Art contemporain

Une nouvelle peinture d’histoire

Par Itzhak Goldberg · Le Journal des Arts

Le 3 mars 2021 - 808 mots

Les artistes Éric Manigaud et Léa Belooussovitch reconstituent avec la pointe de leurs crayons colorés, ou noir et blanc, des documents ou photographies en rapport avec des événements historiques.

Saint-Étienne. Côte à côte, ou plutôt dans des salles attenantes, deux artistes ont l’honneur des cimaises du Musée d’art moderne et contemporain de Saint-Étienne. Présentées comme des expositions consacrées au dessin contemporain, « Éric Manigaud, la mélancolie des vaincus » et « Léa Belooussovitch, Feelings on Felt » ont-elles pour autant quelque chose en commun ?

À première vue, tout les sépare. Souvent de grand format, en noir et blanc – ou dans de subtiles teintes grises dont les dégradés jouent avec l’obscurité –, les œuvres d’Éric Manigaud partent des photographies, la plupart du temps peu connues, tirées d’archives. Le parcours ne respecte pas la chronologie et certaines images, particulièrement fortes, sont extraites d’une série et montrées séparément. Sombres, ces représentations de la Grande Guerre, des manifestations algériennes du 17 octobre 1961 à Paris ou de blessés d’Hiroshima sont retravaillées par l’artiste avec une densité et une finesse remarquables (Gonichi Kimura, motifs de kimono incrustés par brûlure dans la peau…, 2019, voir ill.). « Le passage du document au dessin se fait […] par une gamme de crayons gras et de poudre graphite, effectuant des micro-hachures centimètre carré par centimètre carré grâce à la projection de l’image agrandie sur le papier », précise Aurélie Voltz, directrice du musée et commissaire de l’exposition. À l’entrée, quelques-unes des images sources sont présentées dans des vitrines à l’éclairage tamisé.

Les œuvres de Belooussovitch, de taille moyenne, réalisées à l’aide de crayons de couleur, sont d’une richesse chromatique étonnante. Les contours disparaissent au profit des taches qui s’étalent sur toute la surface. L’ensemble, dynamique, évoque vaguement une version pratiquement abstraite du futurisme ou du synchronisme, ce mouvement pictural qui consiste à structurer l’espace de la toile à l’aide de plans colorés. En examinant les cartels, on découvre que les titres indiquent systématiquement un lieu « chaud » (Syrie, Somalie, Bangladesh) et un événement qui s’inscrit dans une actualité dramatique (attentat, guerre, noyade). L’artiste fait appel aux images des médias qu’elle manipule, puis, à main levée, elle les « traduit » sur du feutre blanc. « Dans ce passage du pixel au pigment, la netteté de l’image initiale se mue en un dessin flou qui semble contenir et atténuer sous sa surface la douleur de la représentation »,écrit Alexandre Quoi, commissaire de l’exposition. Et, de fait, en s’attardant face aux œuvres, le visiteur devine un visage sans traits, le fragment d’un corps ou le détail à peine visible d’un paysage urbain détruit (Barrage de Brumadinho, Brésil, 25 janvier 2019, 2020).
****************
:: CONSIGNE ::
Poursuivez l'article sur les expositions d'Éric Manigaud et de Léa Belooussovitch, en reprenant juste après sa dernière phrase.

:: DONNÉES FOURNIES ::
****************
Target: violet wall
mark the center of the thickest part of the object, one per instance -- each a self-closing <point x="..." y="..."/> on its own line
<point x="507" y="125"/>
****************
:: RÉPONSE ::
Des porte-voix

Malgré un contraste manifeste entre la sobriété et la précision des épisodes repris par Éric Manigaud et le flou derrière lequel se cachent les incidents chez Léa Belooussovitch, les deux artistes partagent un projet artistique semblable, marqué par l’histoire récente ou plus ancienne. Surtout, chacun d’eux s’attache aux acteurs anonymes, à ceux qui subissent involontairement un destin souvent tragique. Autrement dit, ils visent à rendre la voix aux sans voix.

Certes, utiliser des documents ou des photographies comme matière brute, comme matrice des souvenirs, est une démarche que l’art contemporain a adoptée depuis des décennies. Il n’en reste pas moins qu’à la différence de ces images neutres qui se détournent de la dimension expressive en se vidant de toute émotion ou sensibilité – pop-art, hyperréalisme –, celles de Manigaud et de Belooussovitch, par le choix des thèmes et par leur traitement, produisent une sensation intense. Le fait de les savoir issues de photographies leur assure – pense-t-on – un effet de réel et de leur valeur de témoignage. Mais les modifications effectuées par les artistes indiquent qu’il ne s’agit pas d’un regard sans médiation sur la réalité, mais plutôt d’un regard sur le regard, regard subjectif qui interprète la réalité.

La prétendue véracité de la photographie

Face à la qualité plastique indiscutable des œuvres, face à la sincérité de cette démarche, des interrogations néanmoins persistent. Dans l’effort de ressusciter des images « mortes », les deux peintres prennent des risques. Avec Éric Manigaud, la transformation infiniment mince de la surface et le décalage discret avec l’original font qu’il est parfois difficile de savoir d’où provient l’effet de sidération qui s’exerce sur le visiteur. Chez Belooussovitch, c’est la stratégie opposée, celle de la distance d’avec la photographie qui pose problème. Selon Alexandre Quoi, c’est la tension entre cette apparence – qui frôle avec le décoratif – et le titre qui fait l’intérêt de ce travail. La puissance affective de ces images est due essentiellement à la présence indispensable du verbal, à l’indice imposé « hors cadre ».

Au final, c’est peut-être à la prétendue véracité objective de l’image photographique que les artistes s’attaquent. Mais on sait depuis longtemps que celle-ci n’est jamais qu’un simple décalque sans qualités de la réalité. D’où son ambivalence et son inépuisable pouvoir de fascination.

Éric Manigaud, la mélancolie des vaincus et Léa Belooussovitch, Feelings on Felt,
initialement jusqu’au 15 août, Musée d’art moderne et contemporain de Saint-Étienne, rue Fernand-Léger, 42270 Saint-Priest-en-Jarez.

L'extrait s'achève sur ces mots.